## DATA RECORDS
====================

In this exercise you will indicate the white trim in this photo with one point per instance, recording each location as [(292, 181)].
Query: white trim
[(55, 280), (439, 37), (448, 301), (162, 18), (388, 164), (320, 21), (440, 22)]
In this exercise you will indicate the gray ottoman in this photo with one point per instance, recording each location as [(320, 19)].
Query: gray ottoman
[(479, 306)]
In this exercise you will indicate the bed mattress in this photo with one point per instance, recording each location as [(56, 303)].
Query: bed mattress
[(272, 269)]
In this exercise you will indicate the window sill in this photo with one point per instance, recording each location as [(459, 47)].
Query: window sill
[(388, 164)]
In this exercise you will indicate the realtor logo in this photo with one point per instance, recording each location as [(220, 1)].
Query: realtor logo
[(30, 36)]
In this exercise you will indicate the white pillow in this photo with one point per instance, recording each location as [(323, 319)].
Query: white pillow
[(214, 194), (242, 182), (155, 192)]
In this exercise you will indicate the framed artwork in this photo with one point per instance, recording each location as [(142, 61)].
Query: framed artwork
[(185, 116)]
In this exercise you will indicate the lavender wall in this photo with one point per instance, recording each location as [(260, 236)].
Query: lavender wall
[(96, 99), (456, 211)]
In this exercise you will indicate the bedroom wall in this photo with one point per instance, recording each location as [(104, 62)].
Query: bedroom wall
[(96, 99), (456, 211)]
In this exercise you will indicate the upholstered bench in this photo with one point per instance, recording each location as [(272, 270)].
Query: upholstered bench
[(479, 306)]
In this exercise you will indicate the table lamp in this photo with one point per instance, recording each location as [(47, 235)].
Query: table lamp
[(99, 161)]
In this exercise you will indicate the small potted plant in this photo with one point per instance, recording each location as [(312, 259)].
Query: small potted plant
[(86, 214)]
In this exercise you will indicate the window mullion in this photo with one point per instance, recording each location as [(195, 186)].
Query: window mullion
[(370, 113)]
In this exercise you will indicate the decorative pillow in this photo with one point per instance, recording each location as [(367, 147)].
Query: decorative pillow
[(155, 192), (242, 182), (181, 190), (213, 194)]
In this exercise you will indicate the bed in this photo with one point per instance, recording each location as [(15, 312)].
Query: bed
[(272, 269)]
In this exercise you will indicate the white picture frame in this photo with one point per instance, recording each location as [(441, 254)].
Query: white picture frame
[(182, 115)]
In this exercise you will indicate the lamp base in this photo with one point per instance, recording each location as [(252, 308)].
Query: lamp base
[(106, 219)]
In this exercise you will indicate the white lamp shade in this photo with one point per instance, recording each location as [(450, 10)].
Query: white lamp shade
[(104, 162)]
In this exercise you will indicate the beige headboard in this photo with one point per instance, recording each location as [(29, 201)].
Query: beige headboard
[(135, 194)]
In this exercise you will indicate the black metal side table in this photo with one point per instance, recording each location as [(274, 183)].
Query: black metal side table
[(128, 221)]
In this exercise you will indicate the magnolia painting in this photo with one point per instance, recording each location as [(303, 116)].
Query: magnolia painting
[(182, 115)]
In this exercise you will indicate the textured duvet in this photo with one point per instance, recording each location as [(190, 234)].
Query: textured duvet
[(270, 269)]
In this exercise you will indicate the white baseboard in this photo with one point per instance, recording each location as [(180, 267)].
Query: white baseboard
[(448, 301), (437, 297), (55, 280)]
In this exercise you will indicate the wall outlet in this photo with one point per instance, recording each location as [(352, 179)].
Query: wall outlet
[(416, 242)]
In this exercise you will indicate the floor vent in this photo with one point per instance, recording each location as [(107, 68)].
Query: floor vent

====================

Copy out all of the records above line by line, reproducing each one without any change.

In this exercise you will indicate the white trim in this photo with one point per instance, recording each location as [(292, 181)].
Query: white trim
[(55, 280), (439, 37), (448, 301), (162, 18), (388, 164), (320, 21), (440, 22)]
In this exercise you will indicate the gray ottoman in this photo with one point per instance, recording each location as [(320, 19)].
Query: gray ottoman
[(479, 306)]
In this exercise you will indicate the bed mattress in this photo with one point per instance, recording each location as [(56, 303)].
Query: bed mattress
[(272, 269)]
In this exercise you will indicate the window sill in this photo with one point per instance, recording each location as [(459, 47)].
Query: window sill
[(388, 164)]
In this exercise you will indicate the realtor logo in this photo with one point per instance, recording each location as [(220, 1)].
Query: realtor logo
[(30, 36)]
In this exercise you will indicate the white pillow in this photo with one point per instance, recording each location as [(323, 319)].
Query: white pillow
[(214, 194), (242, 182), (155, 192)]
In this exercise you will indicate the framed artwork in this photo with one point per instance, recording each location as [(142, 61)].
Query: framed artwork
[(185, 116)]
In this exercise you will indicate the lavender wall in this photo with one point per instance, recording each location as [(260, 236)].
Query: lavender wall
[(96, 99), (456, 211)]
In this exercise you will indicate the bedroom wall in this photo with one point per instance, recording each location as [(104, 62)].
Query: bedroom wall
[(96, 99), (456, 211)]
In this exercise you will indicate the upholstered bench in this photo with one point per instance, recording each location as [(272, 270)].
Query: upholstered bench
[(479, 306)]
In this exercise you will indicate the table lamp in this photo with one point per instance, recording each location as [(47, 235)].
Query: table lamp
[(99, 161)]
In this exercise you will indicate the small potted plant in this photo with one point per instance, recording each location as [(312, 259)].
Query: small potted plant
[(86, 214)]
In this exercise you will indicate the window mullion in this photo with one point per instance, recording each location as [(195, 186)].
Query: window mullion
[(370, 113)]
In this exercise you will indicate the decorative pillow in this photo with one point per instance, recording each location as [(367, 147)].
Query: decorative pillow
[(155, 192), (242, 182), (181, 190), (213, 194)]
In this exercise you will indicate the bed in this photo with one point per instance, recording each location as [(15, 312)].
Query: bed
[(272, 269)]
In this exercise you will indicate the white picture frame in this photo with one point per instance, recording each location as [(441, 254)].
Query: white picture frame
[(182, 115)]
In this exercise you will indicate the lamp base in this photo with one point per instance, recording each location as [(252, 308)].
Query: lamp base
[(106, 219)]
In this exercise you will indicate the white lamp shade in this photo with one point per instance, recording each location as [(450, 10)].
Query: white lamp shade
[(104, 162)]
In this exercise you will indicate the beige headboard in this photo with one point per instance, recording each location as [(29, 201)].
Query: beige headboard
[(135, 194)]
In this exercise you will indicate the black metal side table in this photo with one point per instance, recording each location as [(274, 183)].
Query: black metal side table
[(128, 221)]
In this exercise you will indicate the magnolia painting in this photo with one point per instance, recording each location as [(303, 116)].
Query: magnolia painting
[(182, 115)]
In this exercise you will indicate the textured duvet in this photo with one point per instance, recording each location as [(190, 234)].
Query: textured duvet
[(270, 269)]
In this exercise you will indicate the white baseboard in this photo with one point per instance, recording each location as [(180, 267)].
Query: white baseboard
[(448, 301), (437, 297), (55, 280)]
In this exercise you will indicate the wall outlet in this photo with one point per instance, recording each location as [(352, 179)].
Query: wall outlet
[(416, 242)]
In this exercise you will indicate the floor vent in this photo with one point per instance, recording each location as [(107, 68)].
Query: floor vent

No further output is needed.